Entries from a point annotation set:
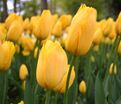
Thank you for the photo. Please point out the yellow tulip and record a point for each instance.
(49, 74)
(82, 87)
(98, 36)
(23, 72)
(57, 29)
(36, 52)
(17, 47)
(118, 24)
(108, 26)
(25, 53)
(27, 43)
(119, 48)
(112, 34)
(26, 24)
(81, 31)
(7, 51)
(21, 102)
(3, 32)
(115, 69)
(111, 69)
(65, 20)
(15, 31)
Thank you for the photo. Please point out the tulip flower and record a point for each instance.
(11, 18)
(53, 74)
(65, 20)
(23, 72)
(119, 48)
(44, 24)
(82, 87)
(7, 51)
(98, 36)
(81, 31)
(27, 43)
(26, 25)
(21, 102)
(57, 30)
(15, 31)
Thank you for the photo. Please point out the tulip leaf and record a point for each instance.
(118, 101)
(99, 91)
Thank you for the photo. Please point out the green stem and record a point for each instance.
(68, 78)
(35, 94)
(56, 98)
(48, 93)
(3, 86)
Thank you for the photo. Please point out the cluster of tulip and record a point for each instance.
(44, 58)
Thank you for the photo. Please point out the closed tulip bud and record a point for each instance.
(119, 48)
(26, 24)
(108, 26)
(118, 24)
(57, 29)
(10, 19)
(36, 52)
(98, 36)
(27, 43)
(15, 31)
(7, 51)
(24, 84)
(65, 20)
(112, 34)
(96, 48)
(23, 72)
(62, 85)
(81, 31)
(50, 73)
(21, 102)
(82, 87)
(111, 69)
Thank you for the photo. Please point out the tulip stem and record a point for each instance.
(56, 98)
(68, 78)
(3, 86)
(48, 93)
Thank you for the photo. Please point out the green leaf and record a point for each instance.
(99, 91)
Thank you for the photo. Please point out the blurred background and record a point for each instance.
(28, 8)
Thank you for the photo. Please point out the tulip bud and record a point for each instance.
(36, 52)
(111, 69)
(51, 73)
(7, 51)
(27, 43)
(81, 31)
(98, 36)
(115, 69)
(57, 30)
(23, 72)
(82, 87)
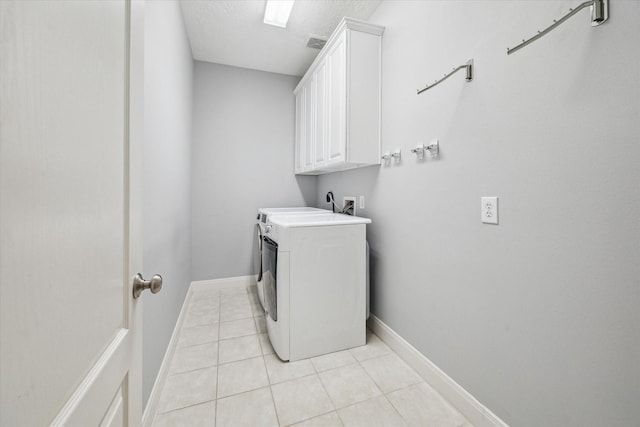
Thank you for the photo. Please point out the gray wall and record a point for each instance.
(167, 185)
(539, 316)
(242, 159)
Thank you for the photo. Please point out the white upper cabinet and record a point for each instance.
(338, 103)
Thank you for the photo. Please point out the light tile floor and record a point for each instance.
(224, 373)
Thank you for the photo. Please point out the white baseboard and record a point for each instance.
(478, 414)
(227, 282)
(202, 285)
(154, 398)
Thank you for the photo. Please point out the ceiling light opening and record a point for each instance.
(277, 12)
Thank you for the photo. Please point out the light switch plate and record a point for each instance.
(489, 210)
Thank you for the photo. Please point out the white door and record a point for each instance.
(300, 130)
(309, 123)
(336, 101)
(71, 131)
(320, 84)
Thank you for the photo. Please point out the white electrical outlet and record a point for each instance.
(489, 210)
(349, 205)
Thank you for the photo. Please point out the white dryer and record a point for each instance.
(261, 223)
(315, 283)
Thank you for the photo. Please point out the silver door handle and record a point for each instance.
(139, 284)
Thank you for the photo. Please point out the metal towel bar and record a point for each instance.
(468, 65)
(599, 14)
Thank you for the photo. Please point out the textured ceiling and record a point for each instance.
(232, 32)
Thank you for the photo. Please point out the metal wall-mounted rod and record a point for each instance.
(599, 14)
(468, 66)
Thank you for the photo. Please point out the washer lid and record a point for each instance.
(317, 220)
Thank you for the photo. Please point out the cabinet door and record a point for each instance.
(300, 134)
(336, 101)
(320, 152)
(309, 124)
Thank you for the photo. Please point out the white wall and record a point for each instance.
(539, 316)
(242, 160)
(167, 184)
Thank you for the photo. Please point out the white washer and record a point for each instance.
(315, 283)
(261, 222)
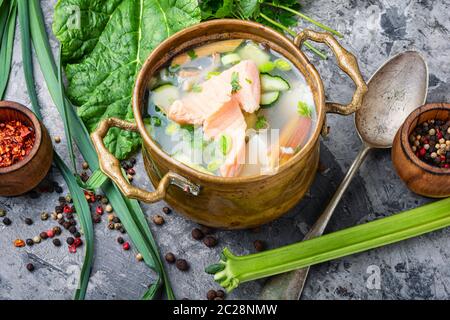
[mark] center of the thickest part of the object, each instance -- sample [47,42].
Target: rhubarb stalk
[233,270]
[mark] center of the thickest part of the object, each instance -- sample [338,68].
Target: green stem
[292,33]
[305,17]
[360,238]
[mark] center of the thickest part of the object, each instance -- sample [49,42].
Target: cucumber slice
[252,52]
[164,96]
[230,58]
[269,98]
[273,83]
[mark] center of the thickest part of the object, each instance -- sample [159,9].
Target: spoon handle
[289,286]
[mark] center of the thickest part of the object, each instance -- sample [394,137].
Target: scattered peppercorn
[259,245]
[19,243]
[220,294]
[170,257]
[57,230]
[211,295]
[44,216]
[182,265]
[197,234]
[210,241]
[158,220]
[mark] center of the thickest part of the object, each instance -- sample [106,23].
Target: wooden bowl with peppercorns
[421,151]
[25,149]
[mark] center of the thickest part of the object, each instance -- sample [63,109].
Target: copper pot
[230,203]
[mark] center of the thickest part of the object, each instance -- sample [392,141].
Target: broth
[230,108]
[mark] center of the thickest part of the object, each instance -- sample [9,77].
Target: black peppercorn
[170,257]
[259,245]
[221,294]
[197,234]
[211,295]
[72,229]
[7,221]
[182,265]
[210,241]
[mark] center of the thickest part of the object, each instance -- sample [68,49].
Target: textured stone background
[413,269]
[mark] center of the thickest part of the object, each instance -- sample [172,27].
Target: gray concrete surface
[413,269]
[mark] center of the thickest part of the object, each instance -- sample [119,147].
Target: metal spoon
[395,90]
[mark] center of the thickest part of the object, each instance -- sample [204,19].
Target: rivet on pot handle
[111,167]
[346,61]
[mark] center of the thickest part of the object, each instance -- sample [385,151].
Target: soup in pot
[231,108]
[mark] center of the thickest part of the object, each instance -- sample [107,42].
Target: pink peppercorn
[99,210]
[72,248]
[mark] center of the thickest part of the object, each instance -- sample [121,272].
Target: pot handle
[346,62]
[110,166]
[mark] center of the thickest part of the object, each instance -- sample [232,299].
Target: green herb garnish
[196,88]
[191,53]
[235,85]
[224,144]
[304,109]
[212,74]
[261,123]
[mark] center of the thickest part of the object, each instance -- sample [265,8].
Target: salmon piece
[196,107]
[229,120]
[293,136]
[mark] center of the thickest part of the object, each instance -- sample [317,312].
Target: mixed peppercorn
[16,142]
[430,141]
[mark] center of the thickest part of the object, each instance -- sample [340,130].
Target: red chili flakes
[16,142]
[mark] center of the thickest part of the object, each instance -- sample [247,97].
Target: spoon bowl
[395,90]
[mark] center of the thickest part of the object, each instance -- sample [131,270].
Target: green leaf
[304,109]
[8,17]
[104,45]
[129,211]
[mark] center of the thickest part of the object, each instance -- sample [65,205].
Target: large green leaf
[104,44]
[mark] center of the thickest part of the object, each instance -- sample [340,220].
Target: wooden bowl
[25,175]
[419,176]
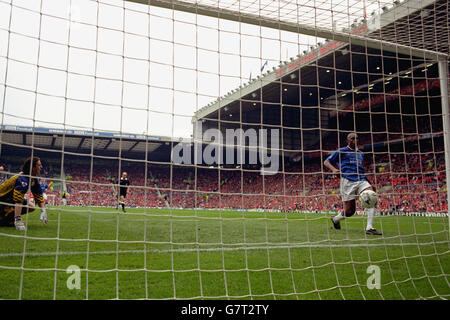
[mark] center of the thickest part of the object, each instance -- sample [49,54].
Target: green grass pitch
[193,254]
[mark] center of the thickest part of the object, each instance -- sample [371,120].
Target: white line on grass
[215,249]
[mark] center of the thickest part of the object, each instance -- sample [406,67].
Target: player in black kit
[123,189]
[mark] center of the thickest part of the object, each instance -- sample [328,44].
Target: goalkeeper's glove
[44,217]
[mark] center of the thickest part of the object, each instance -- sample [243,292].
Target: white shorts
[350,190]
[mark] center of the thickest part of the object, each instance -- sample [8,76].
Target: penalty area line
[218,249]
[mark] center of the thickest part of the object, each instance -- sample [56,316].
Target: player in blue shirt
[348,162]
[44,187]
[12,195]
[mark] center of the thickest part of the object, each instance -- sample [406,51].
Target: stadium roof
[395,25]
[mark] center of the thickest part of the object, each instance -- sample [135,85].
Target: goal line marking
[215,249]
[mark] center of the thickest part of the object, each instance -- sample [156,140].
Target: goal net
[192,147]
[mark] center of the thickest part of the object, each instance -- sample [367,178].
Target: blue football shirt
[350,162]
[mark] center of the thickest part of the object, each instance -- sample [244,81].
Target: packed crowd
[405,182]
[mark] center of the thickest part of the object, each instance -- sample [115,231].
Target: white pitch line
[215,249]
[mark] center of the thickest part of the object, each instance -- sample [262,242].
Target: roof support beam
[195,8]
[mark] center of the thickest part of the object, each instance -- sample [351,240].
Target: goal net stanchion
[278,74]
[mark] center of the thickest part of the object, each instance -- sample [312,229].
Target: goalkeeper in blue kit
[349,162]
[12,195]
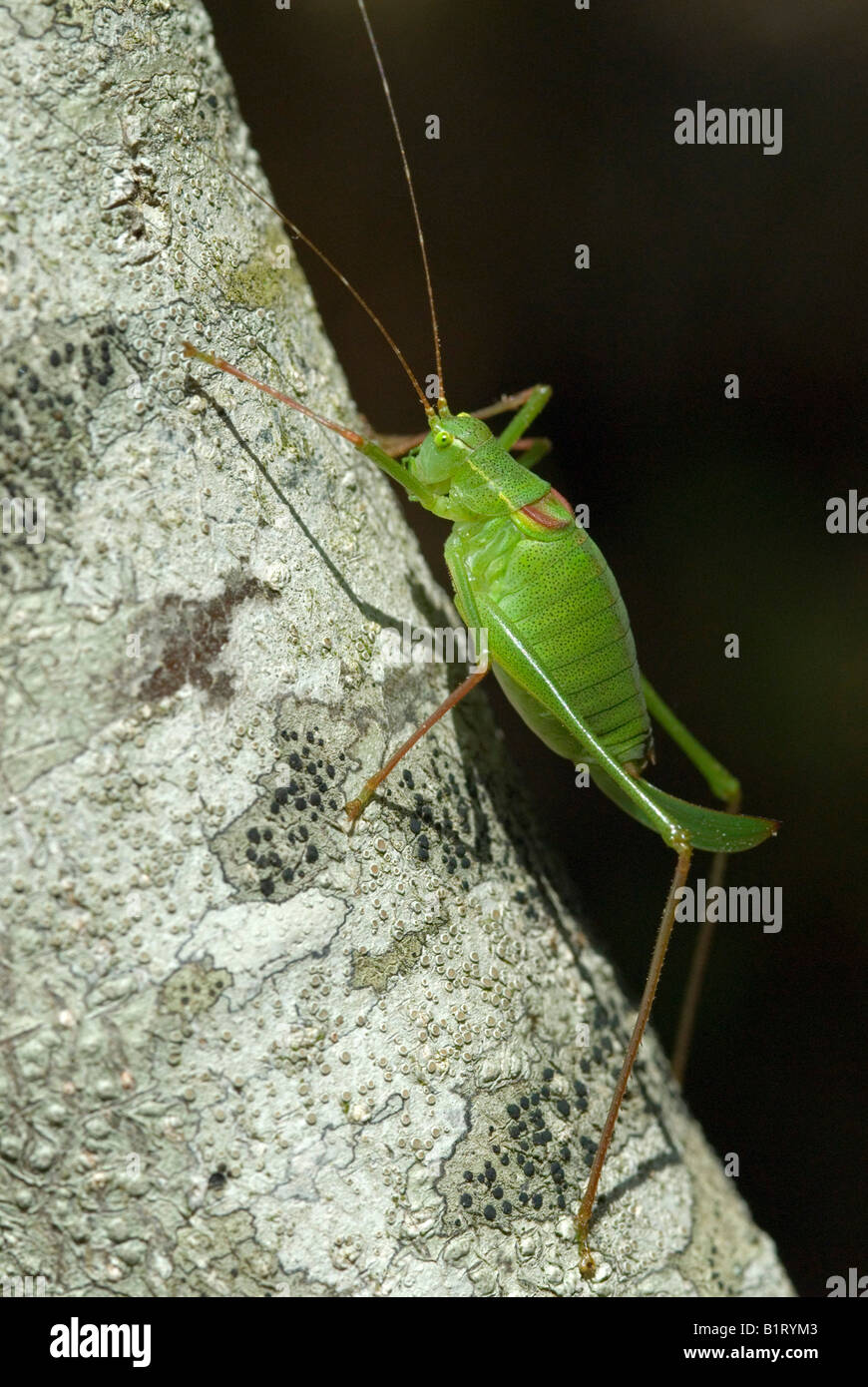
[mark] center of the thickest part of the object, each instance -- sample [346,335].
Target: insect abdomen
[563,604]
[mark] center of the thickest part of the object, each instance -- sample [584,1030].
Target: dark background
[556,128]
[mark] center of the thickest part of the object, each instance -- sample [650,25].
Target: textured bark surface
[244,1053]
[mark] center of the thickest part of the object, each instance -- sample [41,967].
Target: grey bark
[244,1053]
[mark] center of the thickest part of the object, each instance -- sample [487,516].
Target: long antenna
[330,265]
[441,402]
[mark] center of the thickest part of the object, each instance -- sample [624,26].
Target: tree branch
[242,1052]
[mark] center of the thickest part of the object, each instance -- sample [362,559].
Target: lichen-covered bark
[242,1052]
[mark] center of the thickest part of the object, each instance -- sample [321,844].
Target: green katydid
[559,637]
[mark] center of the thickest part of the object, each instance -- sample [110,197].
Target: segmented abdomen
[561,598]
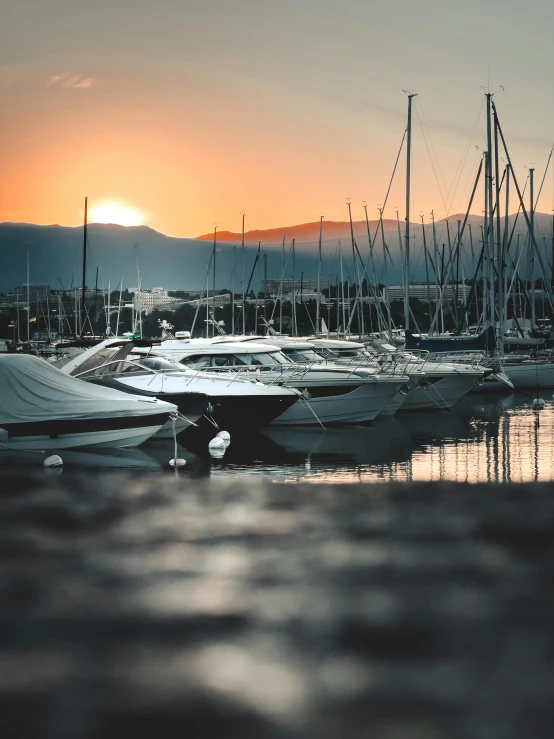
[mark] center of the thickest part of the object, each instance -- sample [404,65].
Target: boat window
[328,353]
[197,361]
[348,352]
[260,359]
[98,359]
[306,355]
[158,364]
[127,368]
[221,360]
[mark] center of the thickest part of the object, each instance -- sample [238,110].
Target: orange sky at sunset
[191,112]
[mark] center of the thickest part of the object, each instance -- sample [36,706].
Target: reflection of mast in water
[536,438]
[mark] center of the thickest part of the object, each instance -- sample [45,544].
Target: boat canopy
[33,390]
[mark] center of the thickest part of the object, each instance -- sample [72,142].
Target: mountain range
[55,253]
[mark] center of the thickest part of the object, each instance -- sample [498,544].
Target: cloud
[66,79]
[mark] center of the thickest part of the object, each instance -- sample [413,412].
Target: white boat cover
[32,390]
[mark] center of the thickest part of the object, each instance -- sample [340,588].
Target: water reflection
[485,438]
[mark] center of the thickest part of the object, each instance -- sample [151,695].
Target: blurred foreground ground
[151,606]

Goal of the exercise — Copy out word for word the material from the line containing "-- sample [238,110]." through the end, including that line.

Written answer —
[mark] center of the thickest part of the object, each instance -- sample [238,110].
Target: orange sky at sunset
[191,112]
[mark] center of the thickest part of the object, each instance -- sample [36,706].
Target: reflection of mast in water
[536,438]
[mark] center of the thickest part of the object, each instance -- sample [45,544].
Target: boat canopy
[33,390]
[mark] center of the thickest part of the object, each instance -- sample [72,142].
Target: mountain range
[55,253]
[mark] center of the thickest part of the object, each instance -- sample [498,544].
Target: cloud
[66,79]
[mark] center of the thickest part of the object, each instance -- sample [413,412].
Target: white boat cover
[32,390]
[mark] center of the thickest part of the object, each instance -- sample [340,588].
Target: water reflection
[485,438]
[mark] center of the thickest part of the object, each instance -- sample [151,695].
Target: blurred foreground ground
[151,606]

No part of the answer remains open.